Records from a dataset
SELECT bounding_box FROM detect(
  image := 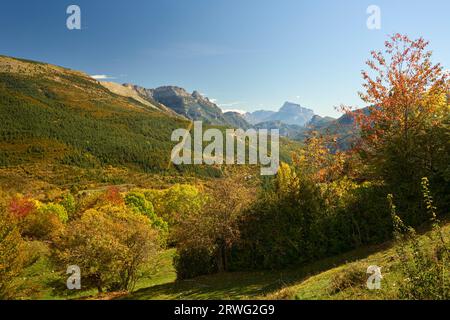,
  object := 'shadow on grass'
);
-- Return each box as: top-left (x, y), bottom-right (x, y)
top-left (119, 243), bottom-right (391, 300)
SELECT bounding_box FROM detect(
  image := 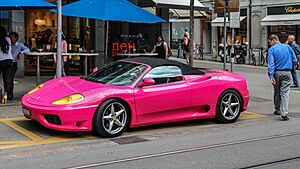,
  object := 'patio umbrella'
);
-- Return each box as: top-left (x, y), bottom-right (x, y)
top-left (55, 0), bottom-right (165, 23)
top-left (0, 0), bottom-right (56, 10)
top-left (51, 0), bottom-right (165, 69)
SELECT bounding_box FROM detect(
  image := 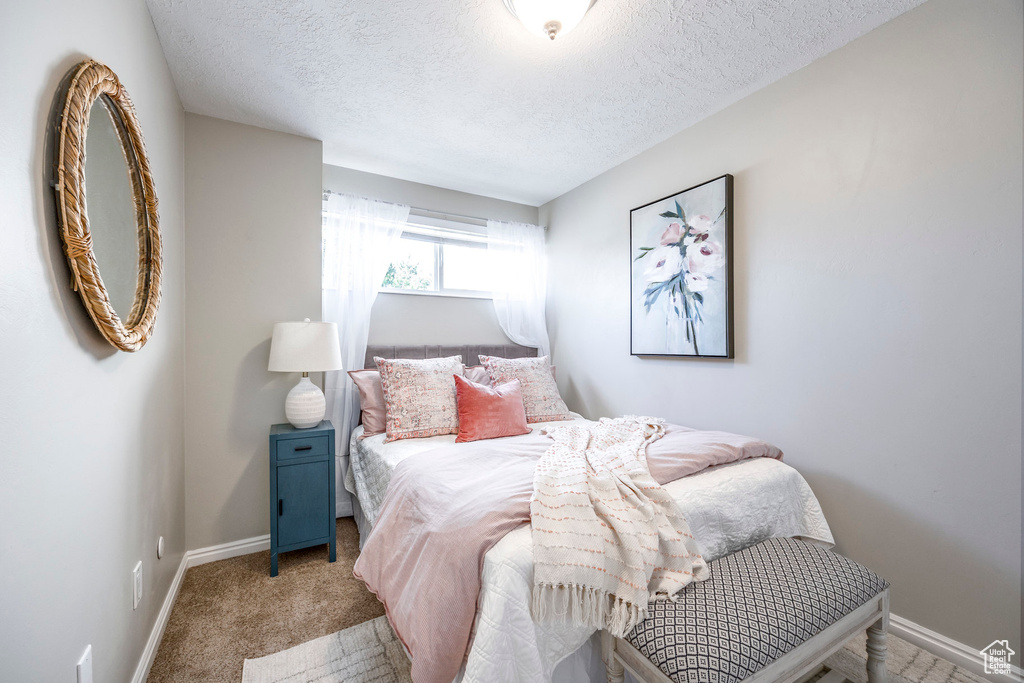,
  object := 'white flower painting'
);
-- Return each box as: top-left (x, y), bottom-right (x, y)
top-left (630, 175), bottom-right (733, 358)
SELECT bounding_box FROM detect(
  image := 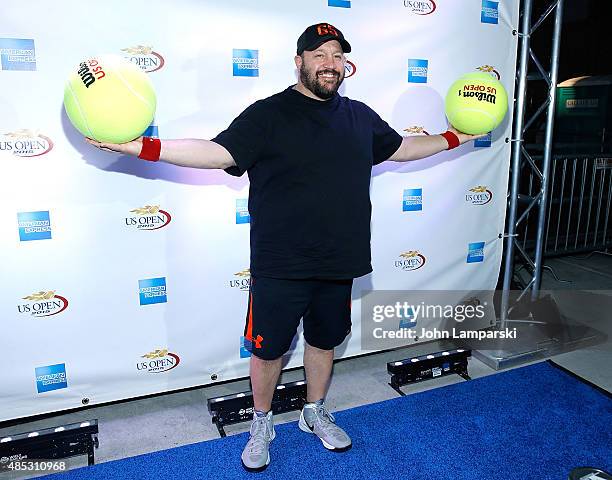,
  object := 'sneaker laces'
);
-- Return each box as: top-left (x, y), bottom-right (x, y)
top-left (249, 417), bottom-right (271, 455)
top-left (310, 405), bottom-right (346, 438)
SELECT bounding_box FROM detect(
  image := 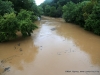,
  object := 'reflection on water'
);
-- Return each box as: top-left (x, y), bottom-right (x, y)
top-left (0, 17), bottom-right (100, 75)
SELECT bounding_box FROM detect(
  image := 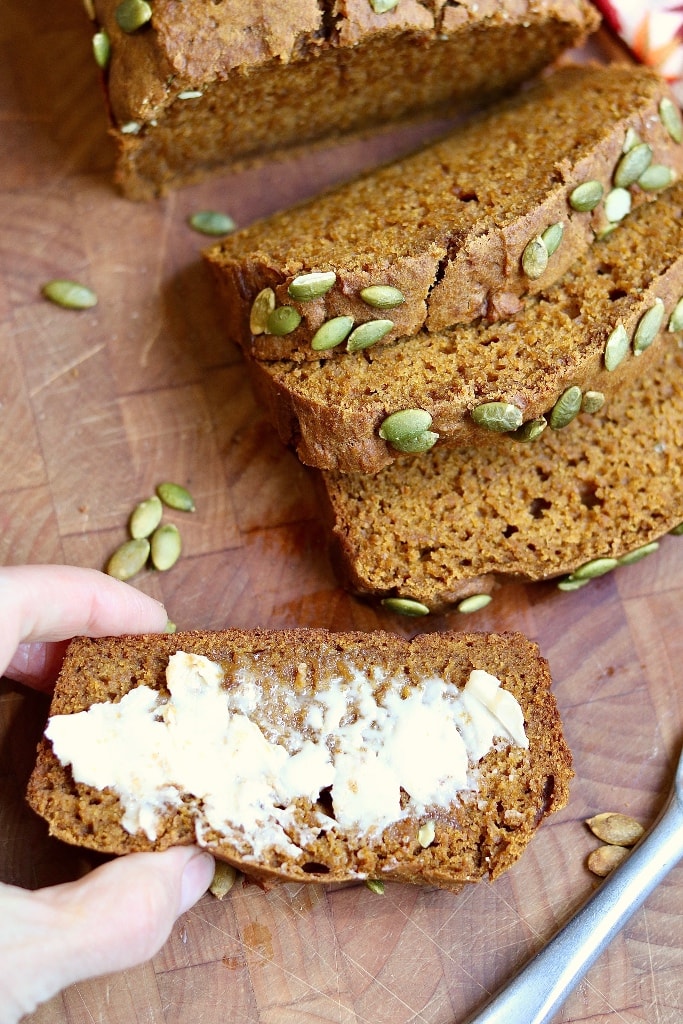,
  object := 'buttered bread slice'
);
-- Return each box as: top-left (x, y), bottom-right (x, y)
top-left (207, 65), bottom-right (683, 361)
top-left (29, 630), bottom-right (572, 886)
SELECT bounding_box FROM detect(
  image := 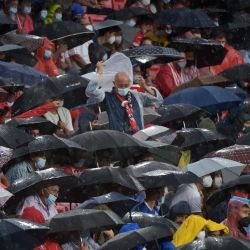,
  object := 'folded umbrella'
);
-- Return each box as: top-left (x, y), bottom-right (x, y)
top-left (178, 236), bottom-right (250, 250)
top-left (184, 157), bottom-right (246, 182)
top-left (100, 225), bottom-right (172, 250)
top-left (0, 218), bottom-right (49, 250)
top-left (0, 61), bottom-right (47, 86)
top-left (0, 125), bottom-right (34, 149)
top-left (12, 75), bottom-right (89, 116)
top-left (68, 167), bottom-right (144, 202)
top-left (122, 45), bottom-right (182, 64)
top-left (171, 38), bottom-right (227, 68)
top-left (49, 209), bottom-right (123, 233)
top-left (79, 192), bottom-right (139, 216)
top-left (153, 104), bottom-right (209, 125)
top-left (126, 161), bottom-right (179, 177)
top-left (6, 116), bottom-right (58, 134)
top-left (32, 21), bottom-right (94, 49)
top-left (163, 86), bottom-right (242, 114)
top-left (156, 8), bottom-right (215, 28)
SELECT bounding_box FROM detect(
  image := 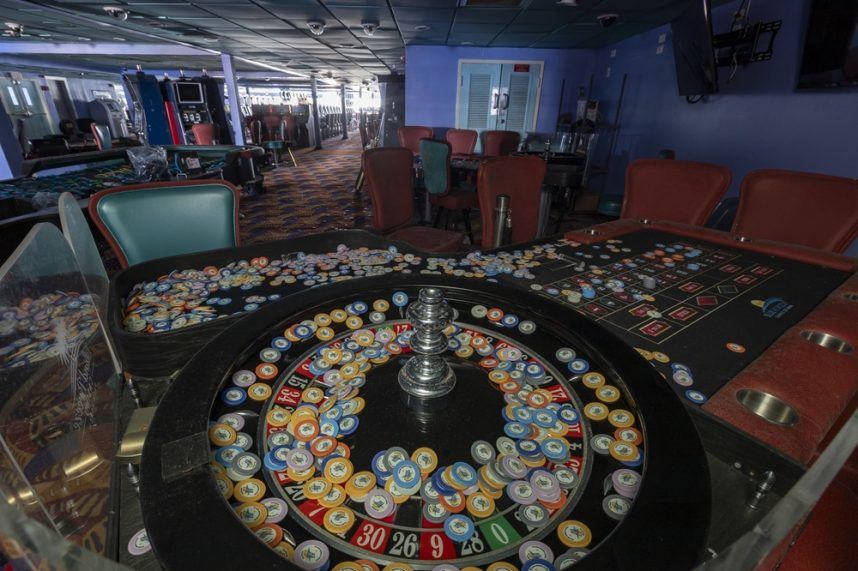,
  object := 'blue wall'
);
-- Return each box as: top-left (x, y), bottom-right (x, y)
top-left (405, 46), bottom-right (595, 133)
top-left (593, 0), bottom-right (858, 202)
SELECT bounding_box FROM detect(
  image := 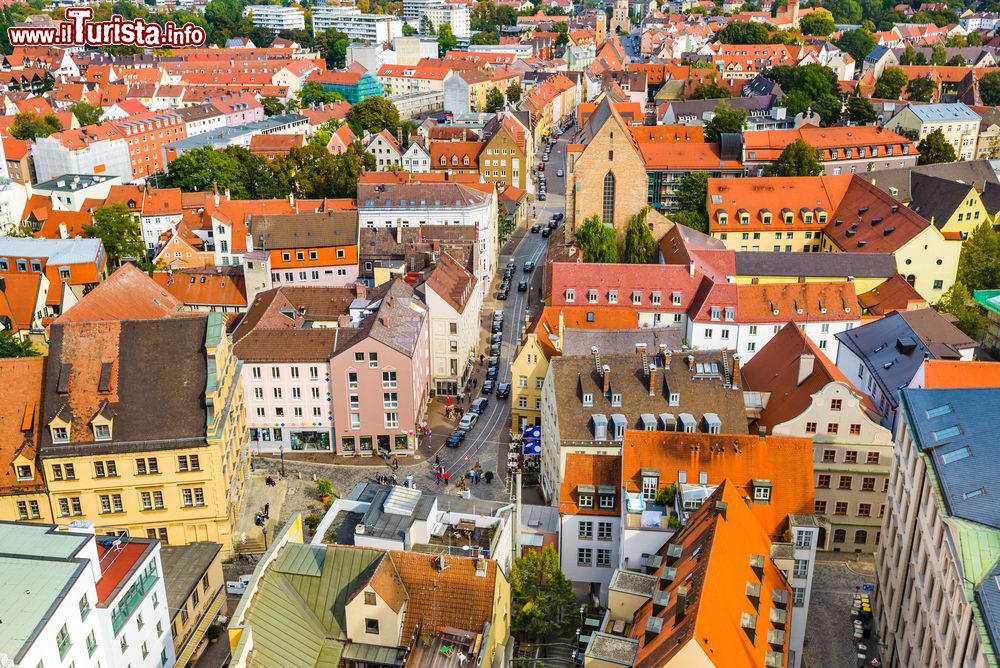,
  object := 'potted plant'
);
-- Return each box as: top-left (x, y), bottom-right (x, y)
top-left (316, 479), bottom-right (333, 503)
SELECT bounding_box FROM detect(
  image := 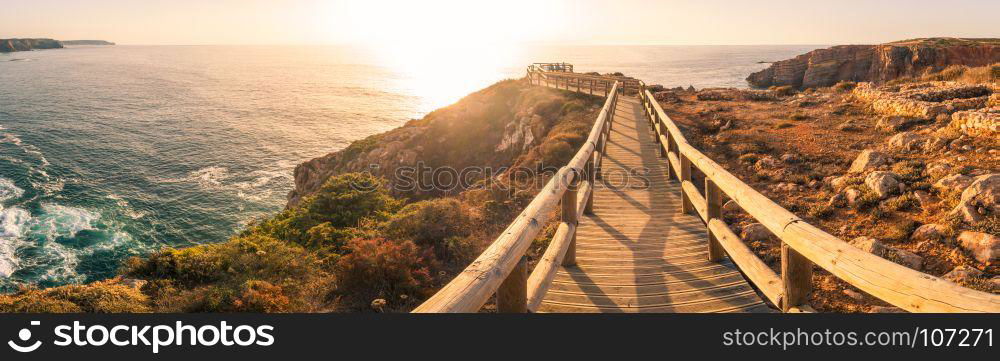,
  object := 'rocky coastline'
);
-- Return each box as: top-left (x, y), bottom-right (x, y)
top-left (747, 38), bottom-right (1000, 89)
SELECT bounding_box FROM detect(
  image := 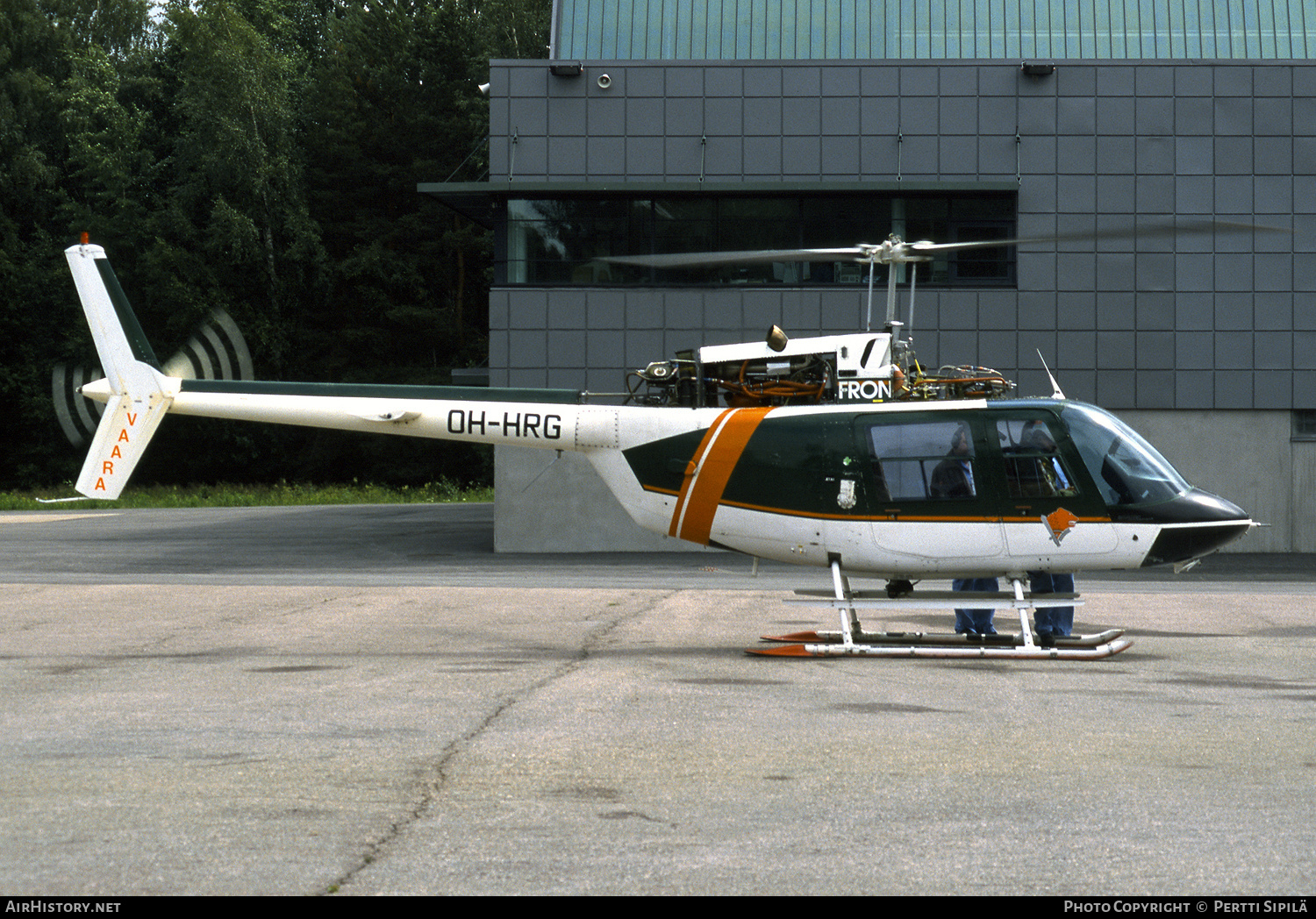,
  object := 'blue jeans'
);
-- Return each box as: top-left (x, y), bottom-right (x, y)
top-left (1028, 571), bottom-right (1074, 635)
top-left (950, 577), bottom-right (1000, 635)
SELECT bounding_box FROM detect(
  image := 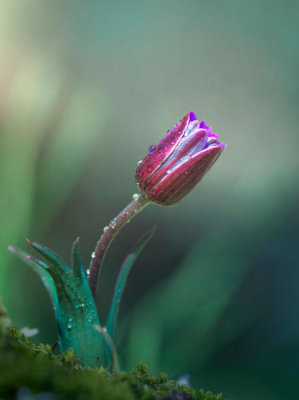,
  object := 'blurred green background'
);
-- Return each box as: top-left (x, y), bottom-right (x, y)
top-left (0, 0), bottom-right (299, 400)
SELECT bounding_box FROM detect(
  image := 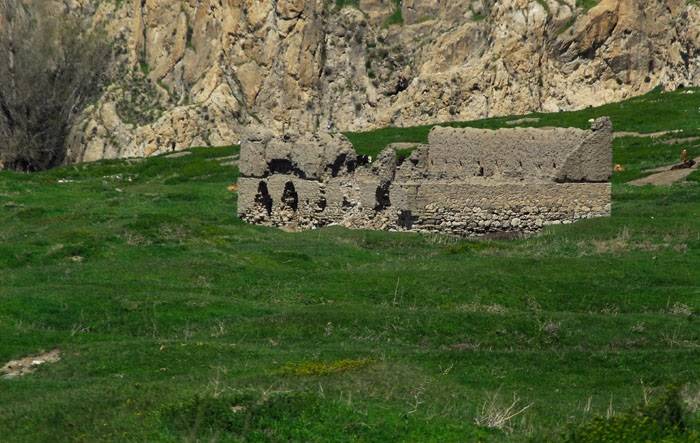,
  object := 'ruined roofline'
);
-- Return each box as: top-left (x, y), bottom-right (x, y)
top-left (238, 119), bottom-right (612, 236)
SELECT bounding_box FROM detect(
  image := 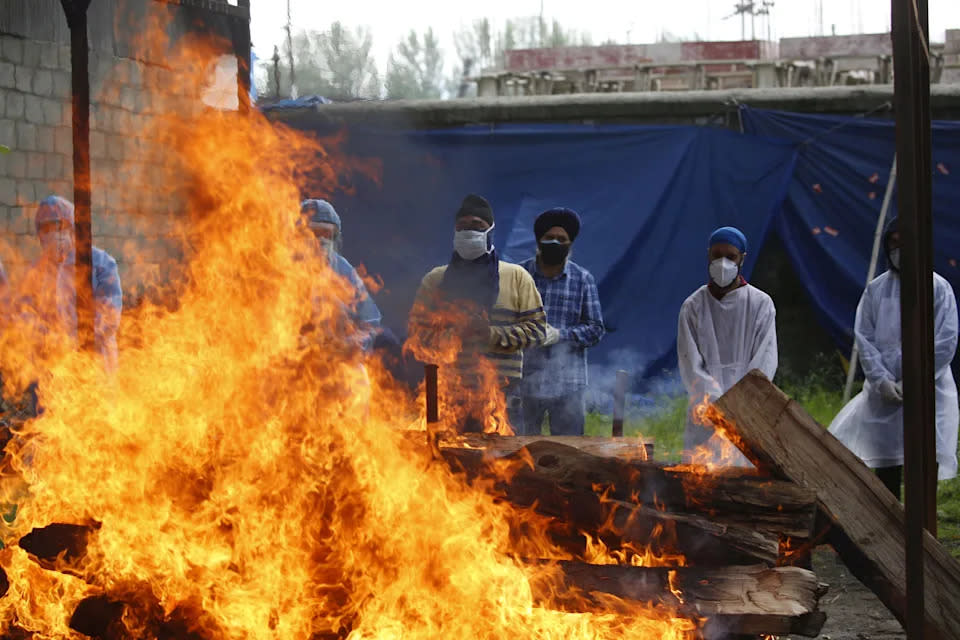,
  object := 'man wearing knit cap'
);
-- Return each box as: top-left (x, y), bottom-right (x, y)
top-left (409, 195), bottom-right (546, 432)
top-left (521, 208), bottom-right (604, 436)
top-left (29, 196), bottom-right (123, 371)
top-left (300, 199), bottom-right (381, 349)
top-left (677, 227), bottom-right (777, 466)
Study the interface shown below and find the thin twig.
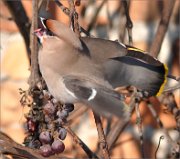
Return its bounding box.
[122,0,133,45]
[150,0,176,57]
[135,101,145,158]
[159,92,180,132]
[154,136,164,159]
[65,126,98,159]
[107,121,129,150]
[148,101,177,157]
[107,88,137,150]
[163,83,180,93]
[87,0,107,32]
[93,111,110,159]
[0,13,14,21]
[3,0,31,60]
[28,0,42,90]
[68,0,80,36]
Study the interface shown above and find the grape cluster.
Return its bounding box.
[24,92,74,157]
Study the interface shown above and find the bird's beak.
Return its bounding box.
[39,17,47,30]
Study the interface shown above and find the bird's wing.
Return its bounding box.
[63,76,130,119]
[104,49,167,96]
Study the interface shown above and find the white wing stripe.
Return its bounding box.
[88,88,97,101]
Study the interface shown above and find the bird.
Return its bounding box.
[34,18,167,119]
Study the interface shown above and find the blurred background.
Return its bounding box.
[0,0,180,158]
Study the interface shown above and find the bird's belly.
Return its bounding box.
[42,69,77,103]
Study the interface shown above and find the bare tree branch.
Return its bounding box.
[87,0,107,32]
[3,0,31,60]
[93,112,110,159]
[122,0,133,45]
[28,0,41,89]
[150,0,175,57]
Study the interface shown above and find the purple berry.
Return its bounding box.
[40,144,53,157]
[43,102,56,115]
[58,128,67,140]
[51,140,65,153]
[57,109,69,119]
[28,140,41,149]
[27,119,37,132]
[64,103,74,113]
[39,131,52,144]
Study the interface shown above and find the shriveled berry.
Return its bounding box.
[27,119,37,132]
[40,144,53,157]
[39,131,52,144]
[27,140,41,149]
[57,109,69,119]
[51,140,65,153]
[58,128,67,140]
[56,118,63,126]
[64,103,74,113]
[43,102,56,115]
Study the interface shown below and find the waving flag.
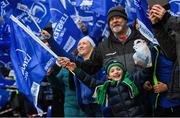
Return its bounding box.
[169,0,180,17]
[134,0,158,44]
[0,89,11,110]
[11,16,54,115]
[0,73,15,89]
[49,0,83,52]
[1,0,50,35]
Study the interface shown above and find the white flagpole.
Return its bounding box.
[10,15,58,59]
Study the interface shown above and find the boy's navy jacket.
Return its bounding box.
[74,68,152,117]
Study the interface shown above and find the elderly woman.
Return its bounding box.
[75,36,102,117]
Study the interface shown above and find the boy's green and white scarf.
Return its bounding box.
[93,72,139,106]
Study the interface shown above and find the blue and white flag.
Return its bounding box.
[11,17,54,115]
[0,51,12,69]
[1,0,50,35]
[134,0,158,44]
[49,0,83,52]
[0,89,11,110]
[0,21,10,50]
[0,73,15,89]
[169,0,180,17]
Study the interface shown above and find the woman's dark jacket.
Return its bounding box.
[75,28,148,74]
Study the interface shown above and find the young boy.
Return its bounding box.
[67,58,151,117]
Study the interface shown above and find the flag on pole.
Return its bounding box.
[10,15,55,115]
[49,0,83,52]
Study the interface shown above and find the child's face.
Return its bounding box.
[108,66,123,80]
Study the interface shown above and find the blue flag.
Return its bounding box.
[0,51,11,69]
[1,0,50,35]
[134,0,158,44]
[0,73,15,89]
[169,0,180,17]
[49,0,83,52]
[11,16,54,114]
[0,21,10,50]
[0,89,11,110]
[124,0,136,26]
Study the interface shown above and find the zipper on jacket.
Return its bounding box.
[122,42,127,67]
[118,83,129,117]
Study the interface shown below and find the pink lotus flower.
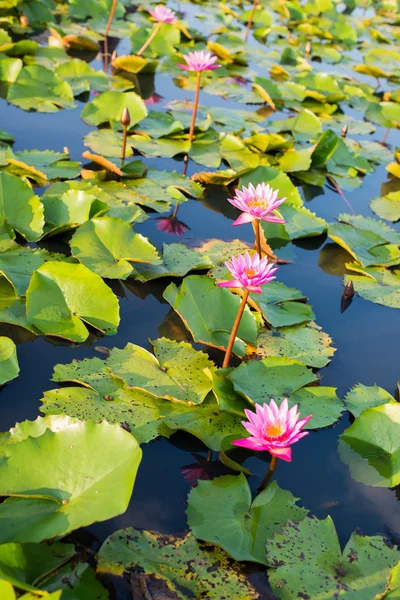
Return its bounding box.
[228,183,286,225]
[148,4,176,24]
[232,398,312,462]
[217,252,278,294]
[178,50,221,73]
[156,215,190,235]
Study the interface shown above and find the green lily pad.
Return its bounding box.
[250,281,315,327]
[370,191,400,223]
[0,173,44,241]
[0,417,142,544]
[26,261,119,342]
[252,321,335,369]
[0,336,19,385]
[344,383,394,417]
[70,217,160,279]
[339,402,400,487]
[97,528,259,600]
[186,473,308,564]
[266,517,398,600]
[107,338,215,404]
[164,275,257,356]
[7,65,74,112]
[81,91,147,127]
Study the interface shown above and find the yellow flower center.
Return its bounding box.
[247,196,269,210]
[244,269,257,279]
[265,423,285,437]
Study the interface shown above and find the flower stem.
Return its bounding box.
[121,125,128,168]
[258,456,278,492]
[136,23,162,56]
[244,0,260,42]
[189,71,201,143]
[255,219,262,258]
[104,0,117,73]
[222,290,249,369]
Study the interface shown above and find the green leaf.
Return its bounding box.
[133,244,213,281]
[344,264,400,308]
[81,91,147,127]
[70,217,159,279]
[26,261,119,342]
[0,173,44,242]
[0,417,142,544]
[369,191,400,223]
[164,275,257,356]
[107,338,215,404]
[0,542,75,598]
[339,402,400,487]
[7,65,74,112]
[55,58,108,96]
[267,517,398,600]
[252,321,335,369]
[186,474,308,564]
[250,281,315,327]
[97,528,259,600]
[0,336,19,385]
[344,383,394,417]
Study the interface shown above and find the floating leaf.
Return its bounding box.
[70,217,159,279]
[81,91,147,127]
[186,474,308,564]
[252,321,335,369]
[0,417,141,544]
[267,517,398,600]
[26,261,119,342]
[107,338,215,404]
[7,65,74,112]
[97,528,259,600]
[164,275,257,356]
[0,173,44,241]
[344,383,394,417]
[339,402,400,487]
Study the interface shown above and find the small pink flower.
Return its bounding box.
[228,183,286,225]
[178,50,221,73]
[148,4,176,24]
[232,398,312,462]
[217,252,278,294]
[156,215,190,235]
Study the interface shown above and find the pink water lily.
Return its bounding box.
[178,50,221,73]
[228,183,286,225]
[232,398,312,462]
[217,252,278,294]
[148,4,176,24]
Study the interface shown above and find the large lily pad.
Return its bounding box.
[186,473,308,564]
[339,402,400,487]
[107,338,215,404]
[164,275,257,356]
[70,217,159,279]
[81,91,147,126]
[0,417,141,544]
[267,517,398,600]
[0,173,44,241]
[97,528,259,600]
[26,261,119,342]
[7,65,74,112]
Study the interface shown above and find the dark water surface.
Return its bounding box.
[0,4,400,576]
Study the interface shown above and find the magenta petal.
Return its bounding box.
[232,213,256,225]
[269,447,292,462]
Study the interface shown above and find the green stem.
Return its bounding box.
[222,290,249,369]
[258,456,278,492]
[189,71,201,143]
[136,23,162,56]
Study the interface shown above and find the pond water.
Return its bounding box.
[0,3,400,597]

_What to do_. Count the lines in the records above that contain the word "blue" and reply with that number alone.

_Final result_. 4